_TASK DIRECTIONS:_ Copy the listing from its first line up to and including the line containing "170), (96, 169)]]", requests included. Decrease every coordinate in the outlines by 39 and leave all other text unchanged.

_ROWS:_
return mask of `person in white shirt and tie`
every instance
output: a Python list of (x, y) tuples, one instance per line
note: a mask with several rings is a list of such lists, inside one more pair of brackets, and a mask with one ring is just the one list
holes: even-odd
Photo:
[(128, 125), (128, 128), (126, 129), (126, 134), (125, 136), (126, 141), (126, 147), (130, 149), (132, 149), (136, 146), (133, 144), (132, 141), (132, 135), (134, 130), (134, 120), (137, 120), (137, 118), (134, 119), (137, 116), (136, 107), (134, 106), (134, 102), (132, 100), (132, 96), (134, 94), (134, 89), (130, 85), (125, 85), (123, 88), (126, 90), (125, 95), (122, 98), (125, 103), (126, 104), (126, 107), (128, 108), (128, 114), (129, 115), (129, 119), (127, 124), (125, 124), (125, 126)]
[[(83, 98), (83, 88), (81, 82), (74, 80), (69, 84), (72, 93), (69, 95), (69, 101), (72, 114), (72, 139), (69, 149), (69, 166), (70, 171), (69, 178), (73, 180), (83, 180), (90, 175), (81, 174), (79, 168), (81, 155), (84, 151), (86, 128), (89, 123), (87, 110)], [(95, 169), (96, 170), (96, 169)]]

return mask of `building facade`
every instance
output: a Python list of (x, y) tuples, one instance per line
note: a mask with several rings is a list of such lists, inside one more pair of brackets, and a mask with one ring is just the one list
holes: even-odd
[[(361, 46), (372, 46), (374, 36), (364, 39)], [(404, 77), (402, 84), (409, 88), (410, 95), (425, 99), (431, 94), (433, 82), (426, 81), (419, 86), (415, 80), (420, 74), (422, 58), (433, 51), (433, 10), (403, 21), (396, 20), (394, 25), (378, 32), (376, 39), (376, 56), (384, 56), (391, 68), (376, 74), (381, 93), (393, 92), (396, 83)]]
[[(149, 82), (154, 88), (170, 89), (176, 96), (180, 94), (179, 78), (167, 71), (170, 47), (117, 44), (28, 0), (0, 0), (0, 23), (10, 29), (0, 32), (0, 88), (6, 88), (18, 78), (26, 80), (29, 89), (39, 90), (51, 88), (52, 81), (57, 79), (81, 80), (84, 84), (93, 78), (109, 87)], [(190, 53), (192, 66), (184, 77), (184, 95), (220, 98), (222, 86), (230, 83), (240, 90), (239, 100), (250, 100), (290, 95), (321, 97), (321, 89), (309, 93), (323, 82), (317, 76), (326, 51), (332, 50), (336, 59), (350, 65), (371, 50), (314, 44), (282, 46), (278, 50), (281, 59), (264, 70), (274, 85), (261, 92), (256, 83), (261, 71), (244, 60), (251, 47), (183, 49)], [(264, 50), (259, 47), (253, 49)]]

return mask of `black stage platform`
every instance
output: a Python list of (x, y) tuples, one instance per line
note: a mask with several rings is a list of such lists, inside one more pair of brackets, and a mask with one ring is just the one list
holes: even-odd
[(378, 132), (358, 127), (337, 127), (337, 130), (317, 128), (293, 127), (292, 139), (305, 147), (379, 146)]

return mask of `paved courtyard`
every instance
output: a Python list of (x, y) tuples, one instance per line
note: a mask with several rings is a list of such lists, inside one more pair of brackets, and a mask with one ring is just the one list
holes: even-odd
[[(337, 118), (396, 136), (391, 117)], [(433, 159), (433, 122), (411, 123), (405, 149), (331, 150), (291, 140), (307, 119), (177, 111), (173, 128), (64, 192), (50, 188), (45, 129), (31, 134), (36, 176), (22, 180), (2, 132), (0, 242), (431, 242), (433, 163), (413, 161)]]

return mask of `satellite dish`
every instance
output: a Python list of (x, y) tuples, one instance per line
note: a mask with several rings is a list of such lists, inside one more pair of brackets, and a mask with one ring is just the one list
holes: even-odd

_PROBLEM SOLUTION:_
return mask of `person in white shirt and tie`
every instance
output: a Python list of (x, y) tuples, one instance per line
note: a mask with several rings is a list of such lists, inside one more pair of brackets, and a mask with one ring is just the one list
holes: even-odd
Photo:
[(89, 86), (89, 89), (87, 90), (87, 95), (86, 97), (87, 102), (87, 108), (91, 110), (93, 110), (97, 107), (94, 105), (93, 102), (93, 96), (95, 91), (95, 81), (98, 81), (98, 79), (95, 80), (98, 77), (97, 68), (95, 67), (95, 63), (93, 61), (93, 57), (95, 55), (95, 50), (91, 46), (86, 46), (84, 49), (87, 51), (86, 56), (83, 59), (86, 64), (87, 65), (87, 68), (89, 69), (89, 75), (90, 76), (90, 80), (88, 85), (86, 85), (86, 87)]
[[(44, 59), (44, 49), (42, 43), (35, 41), (30, 45), (33, 54), (30, 56), (30, 62), (33, 75), (33, 100), (30, 110), (30, 127), (31, 132), (30, 139), (34, 141), (44, 141), (51, 136), (42, 135), (40, 129), (42, 116), (45, 112), (47, 89), (50, 84), (48, 71)], [(56, 130), (57, 131), (57, 130)]]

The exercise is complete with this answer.